• **PROBLEM DETAILS**
Within the material, how many of the lines include the word "reflection"? State only that number.
(MATERIALS PROVIDED Opens)
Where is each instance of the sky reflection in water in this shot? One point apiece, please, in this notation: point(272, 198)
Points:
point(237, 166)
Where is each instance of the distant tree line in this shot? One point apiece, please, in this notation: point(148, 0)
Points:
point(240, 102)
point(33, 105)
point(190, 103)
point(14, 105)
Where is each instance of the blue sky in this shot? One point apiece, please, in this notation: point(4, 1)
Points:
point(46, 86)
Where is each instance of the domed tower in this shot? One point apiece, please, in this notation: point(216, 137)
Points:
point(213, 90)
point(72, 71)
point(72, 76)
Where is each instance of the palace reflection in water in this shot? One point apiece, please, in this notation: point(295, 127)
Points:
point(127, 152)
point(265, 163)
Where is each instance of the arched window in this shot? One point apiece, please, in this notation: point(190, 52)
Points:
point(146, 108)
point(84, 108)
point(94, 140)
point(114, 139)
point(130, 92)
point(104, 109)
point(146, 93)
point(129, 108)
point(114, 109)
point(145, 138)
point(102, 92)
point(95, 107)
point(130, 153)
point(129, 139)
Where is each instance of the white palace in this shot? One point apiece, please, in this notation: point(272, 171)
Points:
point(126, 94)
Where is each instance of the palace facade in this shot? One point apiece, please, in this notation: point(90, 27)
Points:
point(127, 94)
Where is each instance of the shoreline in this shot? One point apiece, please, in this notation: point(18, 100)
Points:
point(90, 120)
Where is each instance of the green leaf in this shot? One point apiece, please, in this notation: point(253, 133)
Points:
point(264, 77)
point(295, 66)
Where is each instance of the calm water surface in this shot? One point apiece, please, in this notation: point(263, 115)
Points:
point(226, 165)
(MATERIALS PROVIDED Closes)
(MATERIALS PROVIDED Opens)
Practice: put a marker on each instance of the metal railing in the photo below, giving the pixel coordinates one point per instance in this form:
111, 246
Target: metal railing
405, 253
(MATERIALS PROVIDED Closes)
• **OUTPUT BELOW**
2